What is needed »
Please quote the records below word for word, reproducing every line unchanged.

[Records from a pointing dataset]
++++++++++++++++++++
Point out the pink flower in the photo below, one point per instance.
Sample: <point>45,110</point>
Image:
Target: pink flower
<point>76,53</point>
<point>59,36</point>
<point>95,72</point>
++++++++++++++++++++
Answer »
Point out the pink flower in the photo below, one point per instance.
Sample: <point>45,110</point>
Image:
Target: pink flower
<point>76,53</point>
<point>59,36</point>
<point>95,72</point>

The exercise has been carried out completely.